**LIST OF TASKS:**
(1) According to the court report, what weapon did Ball use to shoot Dorbert?
(2) How would you render this sentence from the court report in Spanish: "Ball’s words could still be heard after bailiffs closed the door between him and the courtroom."

**PASSAGE PROVIDED:**
____

Throughout his 30-minute court appearance, interrupting the judge and attorneys, Ball griped over how his freedoms were miscarried after he fatally shot his neighbor, Tyler Dorbert.
“What are you talking about?” Howard said, talking over Ball in the middle of his statement. “You realize how serious this is, Mr. Ball? You took a man’s life, sir. ... You’re acting like a spoiled brat.”
“And you’re sitting there talking s***,” Ball responded. “You guys are giving me life for protecting myself.”
Ball’s obscenity-riddled rant forced Howard to have bailiffs take Ball out of the courtroom, but within earshot of the judge announcing Ball's lifelong prison sentence for Dorbert’s second-degree murder involving a firearm.
Howard also ordered Ball to serve five, concurrent years in prison for his felony charge of carrying a concealed weapon without a permit.
Ball’s words could still be heard after bailiffs closed the door between him and the courtroom.
“The guy attacked me,” he yelled. “He attacked me."
A jury found Ball guilty as charged for Dorbert’s murder after a three-day trial in August, pitting Ball against a prison sentence of between 25 years and up to life.
Ball was also convicted of carrying a concealed Colt 1911 pistol — the weapon he used the morning of March 25, 2020, to shoot Dorbert with, killing the 32-year-old on the front yard of his home catty-corner to Ball’s at South Monroe Street and Plaza Street.
Katelyn Howard, Dorbert’s fiancée, and a few other neighbors tried to treat Dorbert’s gunshot wound to his chest while Ball berated them.
Ball's shouts were heard in the backgrounds of 911 calls prosecutors played for Ball’s jury.
After detaining him, Citrus County Sheriff’s Office deputies arrested Ball for unlawfully holstering the firearm. Ball was released from custody after posting bail, but was arrested a month later after prosecutors filed his murder charge.

____

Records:
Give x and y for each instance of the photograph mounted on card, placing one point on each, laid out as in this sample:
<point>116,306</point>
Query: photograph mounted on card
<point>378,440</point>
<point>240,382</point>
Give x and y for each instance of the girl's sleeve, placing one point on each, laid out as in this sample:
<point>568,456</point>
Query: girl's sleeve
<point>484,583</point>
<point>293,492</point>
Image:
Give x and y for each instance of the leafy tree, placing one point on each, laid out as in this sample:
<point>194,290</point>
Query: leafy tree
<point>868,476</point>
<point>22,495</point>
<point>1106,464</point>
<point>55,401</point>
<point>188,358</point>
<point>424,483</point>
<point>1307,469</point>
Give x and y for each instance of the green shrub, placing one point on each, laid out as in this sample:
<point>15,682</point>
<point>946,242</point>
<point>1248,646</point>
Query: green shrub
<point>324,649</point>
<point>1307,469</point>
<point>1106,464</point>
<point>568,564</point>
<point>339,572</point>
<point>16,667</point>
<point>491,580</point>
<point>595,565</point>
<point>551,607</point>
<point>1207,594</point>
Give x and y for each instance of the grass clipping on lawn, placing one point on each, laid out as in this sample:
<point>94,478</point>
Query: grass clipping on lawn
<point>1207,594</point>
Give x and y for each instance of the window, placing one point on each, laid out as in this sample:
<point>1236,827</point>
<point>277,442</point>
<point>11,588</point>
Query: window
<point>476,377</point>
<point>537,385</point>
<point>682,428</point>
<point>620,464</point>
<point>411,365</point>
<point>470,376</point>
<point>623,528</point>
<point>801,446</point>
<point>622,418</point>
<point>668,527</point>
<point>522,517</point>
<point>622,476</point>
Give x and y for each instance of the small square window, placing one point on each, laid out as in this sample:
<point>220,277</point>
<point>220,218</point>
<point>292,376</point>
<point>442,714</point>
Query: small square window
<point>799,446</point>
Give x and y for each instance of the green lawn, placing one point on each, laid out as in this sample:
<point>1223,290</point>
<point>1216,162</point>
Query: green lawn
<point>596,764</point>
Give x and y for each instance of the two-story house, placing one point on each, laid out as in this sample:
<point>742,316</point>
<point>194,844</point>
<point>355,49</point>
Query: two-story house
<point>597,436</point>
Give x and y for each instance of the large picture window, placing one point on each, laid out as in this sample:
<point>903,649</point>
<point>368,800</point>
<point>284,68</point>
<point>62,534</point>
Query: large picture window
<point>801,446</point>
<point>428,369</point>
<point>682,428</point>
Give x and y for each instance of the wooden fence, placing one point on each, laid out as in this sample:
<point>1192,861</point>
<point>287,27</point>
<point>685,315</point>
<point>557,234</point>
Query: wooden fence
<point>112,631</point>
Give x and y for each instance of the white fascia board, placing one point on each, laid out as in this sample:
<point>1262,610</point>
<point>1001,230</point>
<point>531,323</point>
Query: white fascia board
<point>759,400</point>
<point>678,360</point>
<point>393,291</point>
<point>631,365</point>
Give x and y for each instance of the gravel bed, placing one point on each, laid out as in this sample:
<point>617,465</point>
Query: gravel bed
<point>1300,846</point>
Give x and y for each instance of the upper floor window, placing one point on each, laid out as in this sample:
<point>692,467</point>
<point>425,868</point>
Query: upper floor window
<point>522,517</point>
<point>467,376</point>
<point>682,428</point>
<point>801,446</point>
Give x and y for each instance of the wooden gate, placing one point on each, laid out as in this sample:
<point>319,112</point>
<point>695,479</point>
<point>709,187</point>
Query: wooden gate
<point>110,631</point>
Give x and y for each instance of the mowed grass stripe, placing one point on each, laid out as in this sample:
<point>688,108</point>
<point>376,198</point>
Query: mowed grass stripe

____

**ANSWER LIST:**
(1) A Colt 1911 pistol, which he was carrying concealed.

(2) Las palabras de Ball todavía se podían oír después de que los alguaciles cerraran la puerta entre él y la sala del tribunal.